Underwhelming

An article in this morning’s Post, reporting comments from Paul Conway, chief economist of the Reserve Bank, prompted me to go and listen to the Governor’s MPS press conference. I’d largely given up watching them.

This was the most interesting bit of the article

although it was followed with more comments trying to reframe what the Bank had published in the MPS only a couple of days ago.

The Bank has been publishing a so-called endogenous track for short-term interest rates, as a central indication of what it believes to be required to deliver inflation at or near target 1 to 2 years ahead, for more than 25 years now. If the current crop of MPC members doesn’t yet understand how their numbers will be interpreted, that is more of a reflection on the MPC, and their chief economics adviser, than on the tool. (I’m not a big fan of publishing medium-term interest rate projections – never have been – but it is hardly a new or unfamiliar tool).

So when you published an OCR track that is revised up and out

you know the likely reaction, likely questions etc. And when you complement that numerical track by explicitly stating that the MPC actively considered raising the OCR at this very meeting, you shouldn’t be surprised you are going to be challenged. On a central track, where the OCR is averaging 5.65 per cent in the December quarter, that is consistent with a high probability of an OCR increase later this year.

If the Bank didn’t want people to take that interpretation (and both Conway’s comments in this article, and his and Orr’s comments at the press conference suggest they didn’t), they should have published different numbers. The comments from Conway in the Post article suggest that somehow the OCR projection track was outside their control – product of “its modelling tool” – when it has always been clear that the projections are the MPC’s, not some staff model (which itself has considerable human interventions pretty routinely). Perhaps it is different now, but in the many many years when I sat on the equivalent of the MPC, we used to spending huge amounts of time (arguably at times inordinate) on those last tweaks to the interest rate track, bearing in mind how any numbers would be read by outsiders. There was never a time when any published forecasts – and particularly for the interest rate track – were just some sort of machine-generated product.

Listening to the press conference for the first time in a while just confirmed a sense of how inadequate the MPC, and its chair, are for the job they’ve been charged with. They didn’t have a straight story to tell, and they were trying to back away from the clear implication of numbers they’d chosen to publish. To which one could add yet another appearance saying nothing of substance from the deputy chief executive responsible for macroeconomics and monetary policy at the Bank, or a Governor who chose to opine on productivity growth or the lack of it, suggesting that things were different (better) in Australia, even though recent productivity growth there has been just as weak as in New Zealand. Why are these people – having delivered us the inflationary mess in the first place – still in office? New Zealanders deserve better from officials – supposedly expert ones – delegated so much power. Apart from anything else they deserve real expertise and real accountability.

● **DATASET ENTRIES**

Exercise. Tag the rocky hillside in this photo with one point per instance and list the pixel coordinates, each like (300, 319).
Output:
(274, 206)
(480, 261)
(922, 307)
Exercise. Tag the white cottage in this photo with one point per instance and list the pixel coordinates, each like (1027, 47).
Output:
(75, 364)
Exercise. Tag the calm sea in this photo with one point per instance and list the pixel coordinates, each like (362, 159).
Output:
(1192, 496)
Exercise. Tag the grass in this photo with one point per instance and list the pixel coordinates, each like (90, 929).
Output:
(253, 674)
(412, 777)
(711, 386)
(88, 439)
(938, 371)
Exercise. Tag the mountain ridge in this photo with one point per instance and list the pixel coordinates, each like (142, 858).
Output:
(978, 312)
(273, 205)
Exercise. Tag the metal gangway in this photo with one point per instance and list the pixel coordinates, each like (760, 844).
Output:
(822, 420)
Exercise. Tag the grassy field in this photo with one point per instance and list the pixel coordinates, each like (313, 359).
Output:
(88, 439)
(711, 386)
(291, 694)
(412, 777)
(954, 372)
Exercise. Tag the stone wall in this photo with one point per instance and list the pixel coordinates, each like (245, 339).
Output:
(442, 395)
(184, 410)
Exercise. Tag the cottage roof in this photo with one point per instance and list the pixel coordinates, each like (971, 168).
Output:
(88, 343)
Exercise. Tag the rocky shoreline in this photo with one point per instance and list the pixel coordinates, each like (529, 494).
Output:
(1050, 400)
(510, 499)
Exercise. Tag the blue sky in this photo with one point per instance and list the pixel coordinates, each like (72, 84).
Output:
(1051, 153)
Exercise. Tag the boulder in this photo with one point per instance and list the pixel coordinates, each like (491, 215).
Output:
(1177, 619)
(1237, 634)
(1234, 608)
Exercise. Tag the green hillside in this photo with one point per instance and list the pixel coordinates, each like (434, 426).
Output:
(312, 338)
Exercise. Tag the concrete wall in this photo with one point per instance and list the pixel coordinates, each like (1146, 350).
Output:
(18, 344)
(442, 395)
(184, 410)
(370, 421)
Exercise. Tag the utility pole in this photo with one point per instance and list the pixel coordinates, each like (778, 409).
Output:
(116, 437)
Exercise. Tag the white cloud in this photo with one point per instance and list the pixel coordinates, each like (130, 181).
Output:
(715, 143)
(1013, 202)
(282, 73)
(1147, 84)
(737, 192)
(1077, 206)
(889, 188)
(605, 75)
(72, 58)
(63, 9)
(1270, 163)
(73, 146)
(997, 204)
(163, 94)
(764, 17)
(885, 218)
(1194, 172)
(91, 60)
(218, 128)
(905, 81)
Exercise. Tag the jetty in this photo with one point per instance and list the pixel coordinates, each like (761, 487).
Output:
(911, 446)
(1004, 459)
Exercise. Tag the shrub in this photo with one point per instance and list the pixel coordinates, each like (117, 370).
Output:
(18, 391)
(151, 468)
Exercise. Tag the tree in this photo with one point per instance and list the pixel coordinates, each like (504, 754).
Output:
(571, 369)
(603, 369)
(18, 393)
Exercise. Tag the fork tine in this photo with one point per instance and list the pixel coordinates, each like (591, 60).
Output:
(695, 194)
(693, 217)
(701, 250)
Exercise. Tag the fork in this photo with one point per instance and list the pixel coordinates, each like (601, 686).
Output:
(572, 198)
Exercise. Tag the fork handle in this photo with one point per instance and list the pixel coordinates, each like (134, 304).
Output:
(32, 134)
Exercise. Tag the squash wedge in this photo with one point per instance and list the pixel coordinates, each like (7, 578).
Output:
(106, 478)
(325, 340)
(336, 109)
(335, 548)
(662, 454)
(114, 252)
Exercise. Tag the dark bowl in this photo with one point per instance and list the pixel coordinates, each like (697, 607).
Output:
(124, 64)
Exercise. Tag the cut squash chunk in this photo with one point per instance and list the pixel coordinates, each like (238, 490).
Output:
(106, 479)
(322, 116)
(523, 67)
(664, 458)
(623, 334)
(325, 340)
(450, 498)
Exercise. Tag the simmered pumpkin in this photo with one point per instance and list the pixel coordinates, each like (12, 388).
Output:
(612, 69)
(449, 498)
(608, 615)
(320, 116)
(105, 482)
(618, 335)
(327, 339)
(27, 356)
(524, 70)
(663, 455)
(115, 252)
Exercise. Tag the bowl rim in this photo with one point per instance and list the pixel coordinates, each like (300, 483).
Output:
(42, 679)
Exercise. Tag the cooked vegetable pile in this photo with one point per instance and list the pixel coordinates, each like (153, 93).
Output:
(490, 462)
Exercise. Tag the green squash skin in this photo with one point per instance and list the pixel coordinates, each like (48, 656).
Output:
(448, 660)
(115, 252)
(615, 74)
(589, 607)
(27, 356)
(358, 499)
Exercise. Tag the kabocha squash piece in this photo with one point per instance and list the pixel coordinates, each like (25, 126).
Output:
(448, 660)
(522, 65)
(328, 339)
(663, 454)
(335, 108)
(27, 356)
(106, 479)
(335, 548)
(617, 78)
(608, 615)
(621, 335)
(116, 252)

● **SET OF TASKS**
• 1. According to the commentary on the Reserve Bank press conference, what is the average OCR on the central track for the December quarter?
• 2. Extract the passage of the commentary from "Underwhelming" to "up watching them.".

● **SOLVED PROBLEMS**
• 1. 5.65 per cent

• 2.
Underwhelming

An article in this morning’s Post, reporting comments from Paul Conway, chief economist of the Reserve Bank, prompted me to go and listen to the Governor’s MPS press conference. I’d largely given up watching them.